* _REQUEST_
Can you copy out the items below, substituting "a single point" for every "one point" and leaving everything else unchanged?

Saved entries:
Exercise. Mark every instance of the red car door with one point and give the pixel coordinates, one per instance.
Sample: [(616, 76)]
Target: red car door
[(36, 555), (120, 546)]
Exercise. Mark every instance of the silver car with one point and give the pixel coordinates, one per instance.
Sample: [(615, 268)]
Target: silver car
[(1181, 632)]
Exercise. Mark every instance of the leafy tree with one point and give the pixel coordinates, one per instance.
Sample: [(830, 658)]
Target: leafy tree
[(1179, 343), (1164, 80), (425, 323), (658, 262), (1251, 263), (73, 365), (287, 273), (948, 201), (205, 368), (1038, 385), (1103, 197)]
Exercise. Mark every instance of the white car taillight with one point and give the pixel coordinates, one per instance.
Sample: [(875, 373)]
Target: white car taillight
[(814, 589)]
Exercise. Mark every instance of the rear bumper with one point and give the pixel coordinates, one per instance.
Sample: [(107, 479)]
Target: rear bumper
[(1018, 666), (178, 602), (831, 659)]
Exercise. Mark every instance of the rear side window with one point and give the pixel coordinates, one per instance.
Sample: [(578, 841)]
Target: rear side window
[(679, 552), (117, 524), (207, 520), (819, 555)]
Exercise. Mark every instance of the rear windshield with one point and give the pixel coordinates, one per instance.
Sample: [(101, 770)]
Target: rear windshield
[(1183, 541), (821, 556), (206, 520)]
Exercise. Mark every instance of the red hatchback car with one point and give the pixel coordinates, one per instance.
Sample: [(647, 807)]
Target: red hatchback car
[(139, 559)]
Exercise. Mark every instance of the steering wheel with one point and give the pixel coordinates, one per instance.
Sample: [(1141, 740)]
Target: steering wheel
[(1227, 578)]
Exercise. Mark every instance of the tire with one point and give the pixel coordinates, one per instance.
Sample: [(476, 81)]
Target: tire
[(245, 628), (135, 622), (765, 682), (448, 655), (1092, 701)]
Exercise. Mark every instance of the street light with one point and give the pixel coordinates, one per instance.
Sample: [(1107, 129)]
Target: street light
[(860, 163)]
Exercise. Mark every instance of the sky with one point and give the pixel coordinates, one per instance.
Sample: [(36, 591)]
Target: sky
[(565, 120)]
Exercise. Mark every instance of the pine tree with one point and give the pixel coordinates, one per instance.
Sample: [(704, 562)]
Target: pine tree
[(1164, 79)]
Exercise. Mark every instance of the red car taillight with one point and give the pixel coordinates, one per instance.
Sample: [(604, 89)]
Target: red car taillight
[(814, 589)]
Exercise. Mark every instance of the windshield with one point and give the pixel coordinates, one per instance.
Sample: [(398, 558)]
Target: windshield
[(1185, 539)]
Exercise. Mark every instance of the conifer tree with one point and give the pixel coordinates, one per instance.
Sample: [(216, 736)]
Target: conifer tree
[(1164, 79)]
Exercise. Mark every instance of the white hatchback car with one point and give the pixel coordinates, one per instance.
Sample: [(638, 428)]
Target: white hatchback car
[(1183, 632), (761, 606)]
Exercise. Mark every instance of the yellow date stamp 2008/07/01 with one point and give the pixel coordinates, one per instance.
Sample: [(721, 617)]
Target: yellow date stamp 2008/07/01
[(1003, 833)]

* _ANSWER FOR THIS EXERCISE_
Exercise. Mark every instance of the red car door with a single point and give the pixel coordinates, one per instance.
Sample: [(616, 76)]
Target: red car door
[(36, 555), (120, 546)]
Exercise. Mark every instance of the silver car with a single point and give the pixel coordinates, one per instance.
Sample: [(615, 268)]
Target: silver car
[(1181, 632)]
Exercise. Mark every instance of the leafy tree with a single point and give the pixel coordinates, one per instance.
Sample: [(830, 658)]
Target: leafy tree
[(1179, 343), (1164, 80), (425, 323), (658, 262), (1251, 263), (73, 365), (287, 273), (948, 201), (205, 368), (1038, 385), (1103, 197)]
Exercise. Mark every instance of the white car taillight with a single point and give the pixel coordinates, one per instance.
Sample: [(875, 373)]
Target: white car taillight
[(814, 589)]
Exercise. Mark every instance of the rear bumper with a single point and give the pixel coordinates, one per instance.
Sample: [(107, 479)]
Target: rear bumper
[(1018, 666), (178, 602), (831, 659)]
Exercise. Mark every instance of the rear side window with a single point and give the pixel coordinates, one per instance.
Sample: [(578, 841)]
Target: rear side window
[(679, 552), (117, 524), (207, 520), (819, 555)]
Exercise. Mark every instance of the rear windshield with a single point and give the pixel coordinates, one per instance.
Sample: [(101, 770)]
Target: rear windshield
[(1183, 541), (821, 556), (206, 520)]
Exercise. Mark every instance of the red hatchback car with a single point and give the pixel coordinates, one per instance.
Sample: [(647, 807)]
Target: red hatchback car
[(139, 559)]
Exercise. Mark every instance of the steering wheel with a single point and give the pixel coordinates, one per instance.
Sample: [(1141, 740)]
Target: steering wheel
[(1227, 578)]
Exercise. Mark every instance of the tire with a single point and give the pixel coordinates, one per instance.
Sample: [(476, 81)]
Target: tire
[(245, 628), (135, 622), (765, 682), (448, 655), (1092, 701)]
Exercise. Mark every instance of the street light with a single point and give the pixel coordinates, one per instance.
Sample: [(1107, 129)]
Target: street light
[(860, 163)]
Exercise. Mark every instance of the sky with a single point and give the pixel coordinates, one per instance.
Sample: [(36, 591)]
Target: sky
[(565, 120)]
Exercise. Mark every instance of the pine tree with a single point and give the pixel coordinates, one per instance.
Sample: [(704, 562)]
Target: pine tree
[(1164, 79)]
Exercise. Mark every instance of the red car taillight with a single point and give the pixel coordinates, one per instance.
Sample: [(604, 89)]
Target: red car taillight
[(814, 589)]
Exercise. Mark every instance of the windshield with a single point and give the pixel coordinates, one per instance.
Sample: [(398, 558)]
Target: windshield
[(1185, 539)]
Exercise. Mark every instance of the conifer tree with a single point and give the pixel coordinates, one per instance.
Sample: [(216, 736)]
Target: conifer tree
[(1164, 79)]
Exercise. Mark every instance of the white hatchback car with a single point and give the pixel coordinates, one per instance.
Sample: [(638, 428)]
Target: white hatchback car
[(1183, 632), (761, 606)]
Exercise. Mark every instance of the yellow date stamp 2008/07/01 with a single point and give the pixel coordinates, one per instance.
Sample: [(721, 617)]
Target: yellow date stamp 2008/07/01
[(1003, 833)]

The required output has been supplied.